**ИСХОДНЫЙ ТЕКСТ**
┌──
Забавно, что никто так и смог ответить на простой вопрос: зачем это вообще надо? Зачем воспаленный, сложный, экстремистский по самой своей природе вопрос надо предлагать детям в 4-м классе? Причем столь безапелляционно. Для лучшего «понимания и усвоения» русской культуры? Но даже по факту простого численного представительства русская культура, возможно, не вполне атеистическая, но уж никак не православная. Имена Тургенева, Герцена, Белинского, Писарева, Добролюбова, Чернышевского, Чаадаева, Павлова, Тимирязева, Сеченова, Орбели, Есенина, Циолковского, Мандельштама, Булгакова, Левитана, Перова, Маяковского, Толстого да и еще доброй сотни создателей этой культуры — говорят сами за себя. С культурой же общемировой православие вообще не имеет никакой, даже внешней связи, а со значительной частью и вовсе пребывает в жестоком мировоззренческом конфликте.
└──
Какими прилагательными в отрывке о православии и русской культуре охарактеризован вопрос, который предлагают детям в 4-м классе? Опирайтесь только на этот текст.

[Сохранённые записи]
┌──
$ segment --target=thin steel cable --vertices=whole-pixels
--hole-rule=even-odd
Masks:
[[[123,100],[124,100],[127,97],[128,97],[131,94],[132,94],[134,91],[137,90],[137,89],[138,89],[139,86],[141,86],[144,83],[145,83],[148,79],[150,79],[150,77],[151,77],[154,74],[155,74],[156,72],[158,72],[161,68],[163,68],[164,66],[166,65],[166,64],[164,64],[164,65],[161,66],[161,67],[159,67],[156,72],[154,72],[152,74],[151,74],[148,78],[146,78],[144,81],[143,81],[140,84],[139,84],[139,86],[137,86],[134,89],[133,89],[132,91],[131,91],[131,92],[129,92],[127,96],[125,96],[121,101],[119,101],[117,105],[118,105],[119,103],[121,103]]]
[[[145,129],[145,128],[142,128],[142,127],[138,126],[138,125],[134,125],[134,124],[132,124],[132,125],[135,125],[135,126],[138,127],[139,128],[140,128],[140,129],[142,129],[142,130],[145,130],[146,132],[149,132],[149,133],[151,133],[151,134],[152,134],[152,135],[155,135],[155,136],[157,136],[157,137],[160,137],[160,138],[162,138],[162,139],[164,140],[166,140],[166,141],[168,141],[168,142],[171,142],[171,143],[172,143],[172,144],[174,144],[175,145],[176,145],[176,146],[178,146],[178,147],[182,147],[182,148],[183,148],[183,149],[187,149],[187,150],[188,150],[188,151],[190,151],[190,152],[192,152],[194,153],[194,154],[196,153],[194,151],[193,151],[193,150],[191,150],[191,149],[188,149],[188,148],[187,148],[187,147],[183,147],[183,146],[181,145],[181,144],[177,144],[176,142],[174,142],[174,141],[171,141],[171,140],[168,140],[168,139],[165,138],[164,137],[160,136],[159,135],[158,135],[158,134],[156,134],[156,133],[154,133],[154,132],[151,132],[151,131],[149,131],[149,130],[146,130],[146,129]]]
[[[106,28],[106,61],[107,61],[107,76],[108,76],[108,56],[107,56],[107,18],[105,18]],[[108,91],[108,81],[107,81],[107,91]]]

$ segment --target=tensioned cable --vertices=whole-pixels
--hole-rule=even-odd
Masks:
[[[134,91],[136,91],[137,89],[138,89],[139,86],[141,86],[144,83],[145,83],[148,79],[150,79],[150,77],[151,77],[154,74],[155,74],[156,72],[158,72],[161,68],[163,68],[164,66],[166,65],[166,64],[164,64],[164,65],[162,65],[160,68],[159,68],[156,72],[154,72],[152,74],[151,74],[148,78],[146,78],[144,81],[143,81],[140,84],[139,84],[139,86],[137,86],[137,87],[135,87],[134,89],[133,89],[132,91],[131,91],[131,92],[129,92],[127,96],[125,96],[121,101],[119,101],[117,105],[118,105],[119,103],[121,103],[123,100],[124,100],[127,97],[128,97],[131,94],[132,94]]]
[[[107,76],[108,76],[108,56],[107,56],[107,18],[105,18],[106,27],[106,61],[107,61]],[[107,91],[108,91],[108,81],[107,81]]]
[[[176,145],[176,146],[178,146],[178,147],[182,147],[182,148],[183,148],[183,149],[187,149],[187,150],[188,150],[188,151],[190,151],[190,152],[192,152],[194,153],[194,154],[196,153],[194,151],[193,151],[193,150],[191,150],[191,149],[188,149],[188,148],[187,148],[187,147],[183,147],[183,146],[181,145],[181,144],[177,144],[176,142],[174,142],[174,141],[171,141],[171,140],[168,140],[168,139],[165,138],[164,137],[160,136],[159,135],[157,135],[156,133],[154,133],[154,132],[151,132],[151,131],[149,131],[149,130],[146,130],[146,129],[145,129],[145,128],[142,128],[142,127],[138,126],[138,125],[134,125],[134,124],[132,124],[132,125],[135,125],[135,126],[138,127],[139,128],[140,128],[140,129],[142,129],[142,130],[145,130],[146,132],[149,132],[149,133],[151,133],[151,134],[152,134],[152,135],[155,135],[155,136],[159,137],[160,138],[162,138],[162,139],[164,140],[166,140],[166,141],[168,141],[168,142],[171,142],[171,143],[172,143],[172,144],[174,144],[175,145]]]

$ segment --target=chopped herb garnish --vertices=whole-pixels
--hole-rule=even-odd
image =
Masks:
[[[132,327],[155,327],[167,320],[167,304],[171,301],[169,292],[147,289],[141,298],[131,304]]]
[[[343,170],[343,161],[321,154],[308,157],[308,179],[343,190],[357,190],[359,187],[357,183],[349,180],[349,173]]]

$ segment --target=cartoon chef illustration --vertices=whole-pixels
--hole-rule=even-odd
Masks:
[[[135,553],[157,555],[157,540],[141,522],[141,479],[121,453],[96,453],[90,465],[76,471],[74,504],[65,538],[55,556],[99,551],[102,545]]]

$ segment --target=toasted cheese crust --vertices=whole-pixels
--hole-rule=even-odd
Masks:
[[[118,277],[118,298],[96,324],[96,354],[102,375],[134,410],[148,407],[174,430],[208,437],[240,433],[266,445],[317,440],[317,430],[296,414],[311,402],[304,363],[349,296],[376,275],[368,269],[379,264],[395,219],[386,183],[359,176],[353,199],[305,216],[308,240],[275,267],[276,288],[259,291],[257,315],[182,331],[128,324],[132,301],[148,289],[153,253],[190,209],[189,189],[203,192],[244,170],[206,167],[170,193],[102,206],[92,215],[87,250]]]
└──
**ИТОГОВЫЙ ОТВЕТ**
Воспаленный, сложный, экстремистский.